### [YOUR ASSIGNMENT]
Set down every record below exactly as it stands, leaving out the pictures.

[Items listed in a dataset]

▶

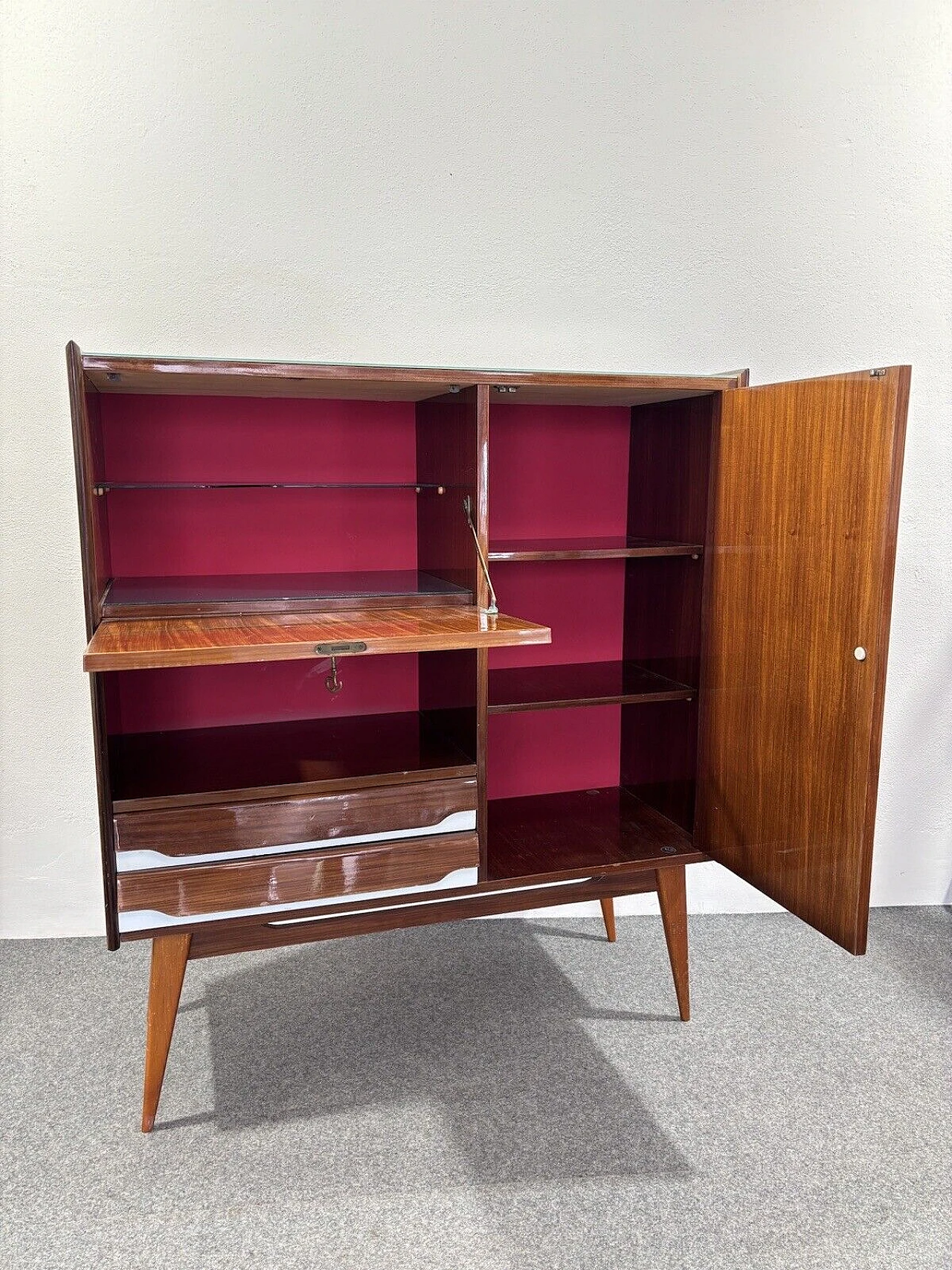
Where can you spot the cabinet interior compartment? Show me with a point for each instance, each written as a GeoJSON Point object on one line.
{"type": "Point", "coordinates": [221, 504]}
{"type": "Point", "coordinates": [598, 520]}
{"type": "Point", "coordinates": [254, 729]}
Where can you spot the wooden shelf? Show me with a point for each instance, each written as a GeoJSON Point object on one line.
{"type": "Point", "coordinates": [312, 592]}
{"type": "Point", "coordinates": [298, 756]}
{"type": "Point", "coordinates": [579, 833]}
{"type": "Point", "coordinates": [588, 549]}
{"type": "Point", "coordinates": [588, 684]}
{"type": "Point", "coordinates": [147, 643]}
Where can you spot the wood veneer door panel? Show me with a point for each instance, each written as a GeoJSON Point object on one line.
{"type": "Point", "coordinates": [801, 554]}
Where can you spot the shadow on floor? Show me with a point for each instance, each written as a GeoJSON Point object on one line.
{"type": "Point", "coordinates": [475, 1022]}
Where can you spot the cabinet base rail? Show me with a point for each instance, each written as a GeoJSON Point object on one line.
{"type": "Point", "coordinates": [173, 952]}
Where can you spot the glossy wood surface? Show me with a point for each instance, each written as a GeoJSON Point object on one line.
{"type": "Point", "coordinates": [447, 452]}
{"type": "Point", "coordinates": [245, 935]}
{"type": "Point", "coordinates": [803, 545]}
{"type": "Point", "coordinates": [295, 757]}
{"type": "Point", "coordinates": [170, 955]}
{"type": "Point", "coordinates": [269, 823]}
{"type": "Point", "coordinates": [589, 549]}
{"type": "Point", "coordinates": [551, 687]}
{"type": "Point", "coordinates": [109, 373]}
{"type": "Point", "coordinates": [126, 644]}
{"type": "Point", "coordinates": [672, 898]}
{"type": "Point", "coordinates": [298, 876]}
{"type": "Point", "coordinates": [583, 831]}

◀

### [RESPONSE TO THE EXERCISE]
Where can you spot the cabinet interior compartment? Show me with a point for each instance, each written as a GeoJSON Point object on one line.
{"type": "Point", "coordinates": [221, 504]}
{"type": "Point", "coordinates": [598, 520]}
{"type": "Point", "coordinates": [254, 729]}
Where can you spot the wooden shelf? Show me with a point for each instance, each written as a GeoJSON Point object on one line.
{"type": "Point", "coordinates": [312, 592]}
{"type": "Point", "coordinates": [298, 756]}
{"type": "Point", "coordinates": [579, 833]}
{"type": "Point", "coordinates": [588, 549]}
{"type": "Point", "coordinates": [588, 684]}
{"type": "Point", "coordinates": [147, 643]}
Where can you spot the wood veneer door panel? Show me with a point for each instance, each written as a GeoJSON Point object on one line.
{"type": "Point", "coordinates": [801, 554]}
Where can you spot the shadow on floor? Show me with a point for each instance, each written as a GeoJSON Point object on one line.
{"type": "Point", "coordinates": [475, 1022]}
Where can you spot the cabinet base rail? Show me with a point for each instance, each written as a GeoJSON Point object on one line.
{"type": "Point", "coordinates": [173, 952]}
Where can you spot the glossy wood surface? Show me with a point for each instance, each written as a GeoJSON Point object on one line.
{"type": "Point", "coordinates": [447, 452]}
{"type": "Point", "coordinates": [245, 935]}
{"type": "Point", "coordinates": [803, 545]}
{"type": "Point", "coordinates": [295, 757]}
{"type": "Point", "coordinates": [170, 955]}
{"type": "Point", "coordinates": [269, 823]}
{"type": "Point", "coordinates": [589, 549]}
{"type": "Point", "coordinates": [551, 687]}
{"type": "Point", "coordinates": [109, 373]}
{"type": "Point", "coordinates": [126, 644]}
{"type": "Point", "coordinates": [672, 898]}
{"type": "Point", "coordinates": [298, 876]}
{"type": "Point", "coordinates": [583, 831]}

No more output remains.